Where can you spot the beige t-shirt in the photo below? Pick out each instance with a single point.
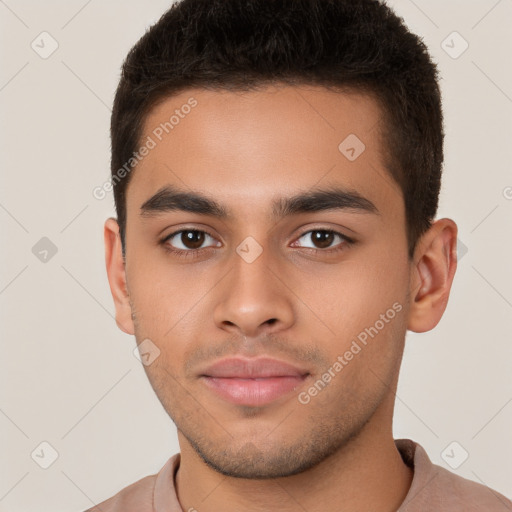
(433, 488)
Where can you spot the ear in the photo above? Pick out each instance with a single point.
(435, 262)
(117, 276)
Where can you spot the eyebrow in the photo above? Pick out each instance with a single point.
(170, 198)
:::
Copy exactly, word for word, the line with "Where can you spot the eyebrow" through the final line of the listing.

Written response:
Where can you spot the eyebrow in the photo above? Pick out each instance with a single point.
(170, 198)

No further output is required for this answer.